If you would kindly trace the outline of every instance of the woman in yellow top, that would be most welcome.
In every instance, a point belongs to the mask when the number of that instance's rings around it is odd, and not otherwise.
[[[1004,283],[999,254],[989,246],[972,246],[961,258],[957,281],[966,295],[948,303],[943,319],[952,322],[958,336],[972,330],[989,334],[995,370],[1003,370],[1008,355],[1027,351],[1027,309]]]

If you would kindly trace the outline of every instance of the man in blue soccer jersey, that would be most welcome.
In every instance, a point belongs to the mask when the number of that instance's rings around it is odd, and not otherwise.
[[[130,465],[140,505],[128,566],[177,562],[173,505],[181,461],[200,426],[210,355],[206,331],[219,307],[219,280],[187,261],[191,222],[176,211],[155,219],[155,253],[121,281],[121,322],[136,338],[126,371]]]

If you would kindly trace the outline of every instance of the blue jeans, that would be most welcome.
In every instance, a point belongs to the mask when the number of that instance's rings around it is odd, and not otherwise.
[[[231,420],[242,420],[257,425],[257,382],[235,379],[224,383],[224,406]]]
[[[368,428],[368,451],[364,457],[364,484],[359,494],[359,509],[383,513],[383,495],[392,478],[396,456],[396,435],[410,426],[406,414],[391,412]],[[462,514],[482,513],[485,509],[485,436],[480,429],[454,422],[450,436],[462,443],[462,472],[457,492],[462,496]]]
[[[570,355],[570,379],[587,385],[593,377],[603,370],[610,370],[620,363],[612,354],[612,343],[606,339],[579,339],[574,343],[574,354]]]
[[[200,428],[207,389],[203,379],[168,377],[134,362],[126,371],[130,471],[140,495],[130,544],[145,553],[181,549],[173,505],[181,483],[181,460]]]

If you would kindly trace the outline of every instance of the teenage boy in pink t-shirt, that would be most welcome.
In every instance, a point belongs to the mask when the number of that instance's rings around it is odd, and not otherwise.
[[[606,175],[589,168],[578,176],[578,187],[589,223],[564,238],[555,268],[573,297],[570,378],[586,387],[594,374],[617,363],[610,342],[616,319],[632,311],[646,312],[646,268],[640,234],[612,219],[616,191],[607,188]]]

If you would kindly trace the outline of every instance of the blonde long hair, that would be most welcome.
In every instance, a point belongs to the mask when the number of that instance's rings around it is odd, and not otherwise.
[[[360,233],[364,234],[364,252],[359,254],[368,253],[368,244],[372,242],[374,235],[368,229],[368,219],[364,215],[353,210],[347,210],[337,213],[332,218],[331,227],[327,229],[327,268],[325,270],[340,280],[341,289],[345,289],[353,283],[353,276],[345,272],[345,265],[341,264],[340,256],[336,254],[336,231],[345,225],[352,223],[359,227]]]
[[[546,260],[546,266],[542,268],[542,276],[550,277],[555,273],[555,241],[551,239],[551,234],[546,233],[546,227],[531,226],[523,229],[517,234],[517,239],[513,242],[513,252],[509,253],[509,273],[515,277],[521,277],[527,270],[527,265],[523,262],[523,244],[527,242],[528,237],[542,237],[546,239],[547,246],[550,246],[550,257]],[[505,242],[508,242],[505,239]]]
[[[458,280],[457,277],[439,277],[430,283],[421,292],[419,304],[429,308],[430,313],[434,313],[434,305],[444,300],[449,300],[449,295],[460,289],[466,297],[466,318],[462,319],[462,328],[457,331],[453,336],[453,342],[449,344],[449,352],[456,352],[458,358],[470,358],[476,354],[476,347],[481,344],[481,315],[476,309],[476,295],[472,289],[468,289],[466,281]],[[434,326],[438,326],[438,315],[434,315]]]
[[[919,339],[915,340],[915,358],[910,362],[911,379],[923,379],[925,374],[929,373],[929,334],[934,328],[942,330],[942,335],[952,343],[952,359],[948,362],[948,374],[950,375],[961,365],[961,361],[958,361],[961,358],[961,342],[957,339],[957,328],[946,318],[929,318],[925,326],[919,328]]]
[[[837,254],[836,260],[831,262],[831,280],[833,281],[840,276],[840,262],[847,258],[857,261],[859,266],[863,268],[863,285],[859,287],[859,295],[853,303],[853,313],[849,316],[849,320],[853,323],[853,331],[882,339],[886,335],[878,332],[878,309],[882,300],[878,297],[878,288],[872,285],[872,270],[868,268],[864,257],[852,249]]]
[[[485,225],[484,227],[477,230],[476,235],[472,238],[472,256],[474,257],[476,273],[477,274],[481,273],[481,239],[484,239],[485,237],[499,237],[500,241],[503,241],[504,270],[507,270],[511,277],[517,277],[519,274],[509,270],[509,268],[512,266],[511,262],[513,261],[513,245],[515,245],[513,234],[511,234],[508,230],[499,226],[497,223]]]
┄┄┄┄┄┄┄┄┄┄
Aim of the task: Each record above must be given again exactly.

Finished answer:
If you would kindly trace the outline of every instance of the woman in yellow top, that would be most welcome.
In every instance, a point belongs to the mask when the number of that instance's rings around it is odd, and not otherwise.
[[[1004,283],[999,254],[989,246],[972,246],[961,258],[957,281],[966,295],[948,303],[943,319],[952,322],[958,336],[972,330],[989,334],[995,370],[1003,370],[1008,355],[1027,351],[1027,309]]]

If you would kindly trace the outline of every instance of the man in blue soccer jersey, that would be most welcome.
In every instance, a point belongs to the mask when the number of that instance's rings around it is odd, and not otherwise.
[[[130,465],[140,505],[128,566],[177,562],[173,505],[181,461],[200,426],[210,355],[206,331],[219,307],[219,280],[187,261],[191,222],[176,211],[155,219],[155,253],[121,281],[121,322],[136,338],[126,371]]]

If you would kindly trace the outline of every instance of the blue jeans, that would be most welcome.
In every instance, a point belongs to the mask when the number of that instance's rings around it is odd, and not otherwise.
[[[231,420],[242,420],[257,425],[257,382],[235,379],[224,383],[224,406]]]
[[[368,428],[368,451],[364,457],[364,484],[359,494],[359,509],[383,513],[383,495],[392,478],[396,456],[396,435],[410,426],[406,414],[391,412]],[[462,514],[482,513],[485,509],[485,436],[480,429],[454,422],[450,436],[462,443],[462,472],[457,492],[462,496]]]
[[[570,355],[570,379],[587,385],[593,377],[603,370],[610,370],[620,363],[612,354],[612,343],[606,339],[579,339],[574,343],[574,354]]]
[[[200,428],[207,389],[203,379],[168,377],[134,362],[126,371],[130,471],[140,495],[130,544],[145,553],[181,549],[173,505],[181,483],[181,460]]]

If you would kindly trace the outline of every instance of the teenage boy in pink t-shirt, that would be most welcome.
In every instance, a point belongs to the mask when the number of that instance's rings around it is odd, and not otherwise.
[[[606,175],[589,168],[578,176],[578,187],[589,223],[564,238],[555,268],[573,297],[570,378],[586,387],[594,374],[617,363],[610,342],[616,319],[632,311],[646,312],[646,268],[640,234],[612,219],[616,191],[607,188]]]

If you would kindly trace the outline of every instance of the blonde long hair, that would be most welcome.
In every instance, a point belongs to the mask when the number of that instance's rings around it is odd, and not otherwise.
[[[360,233],[364,234],[364,252],[359,254],[368,253],[368,244],[372,242],[374,235],[368,229],[368,219],[364,215],[353,210],[347,210],[337,213],[332,218],[331,227],[327,229],[327,268],[325,270],[340,280],[341,289],[345,289],[353,283],[353,276],[345,272],[345,265],[341,264],[340,256],[336,254],[336,231],[345,225],[352,223],[359,227]]]
[[[546,260],[546,266],[542,268],[542,276],[550,277],[555,273],[555,241],[551,239],[551,234],[546,233],[546,227],[531,226],[523,229],[517,234],[517,239],[513,242],[513,252],[509,253],[509,273],[515,277],[521,277],[527,270],[527,265],[523,262],[523,244],[527,242],[528,237],[542,237],[546,239],[547,246],[550,246],[550,257]],[[505,242],[508,242],[505,239]]]
[[[458,280],[457,277],[439,277],[430,283],[421,292],[419,304],[429,308],[430,313],[434,313],[434,305],[444,300],[449,300],[449,295],[460,289],[466,297],[466,318],[462,319],[462,328],[457,331],[453,336],[453,342],[449,344],[449,352],[456,352],[458,358],[470,358],[476,354],[476,347],[481,344],[481,315],[476,309],[476,295],[472,289],[468,289],[466,281]],[[434,326],[438,326],[438,315],[434,315]]]
[[[919,339],[915,340],[915,358],[910,362],[911,379],[923,379],[925,374],[929,373],[929,334],[934,328],[942,330],[942,335],[952,343],[952,359],[948,362],[948,374],[950,375],[961,365],[961,361],[958,361],[961,358],[961,342],[957,339],[957,328],[946,318],[929,318],[925,326],[919,328]]]
[[[837,254],[836,260],[831,262],[831,280],[833,281],[840,276],[840,262],[847,258],[857,261],[859,266],[863,268],[863,285],[859,287],[859,295],[853,303],[853,313],[849,316],[849,320],[853,323],[853,331],[882,339],[886,335],[878,332],[878,309],[882,300],[878,297],[878,288],[872,285],[872,270],[868,268],[864,257],[852,249]]]
[[[485,225],[484,227],[477,230],[476,235],[472,238],[472,256],[474,257],[476,273],[477,274],[481,273],[481,239],[484,239],[485,237],[499,237],[500,241],[503,241],[504,270],[507,270],[511,277],[517,277],[519,274],[509,270],[509,268],[512,266],[511,262],[513,261],[513,245],[515,245],[513,234],[511,234],[508,230],[499,226],[497,223]]]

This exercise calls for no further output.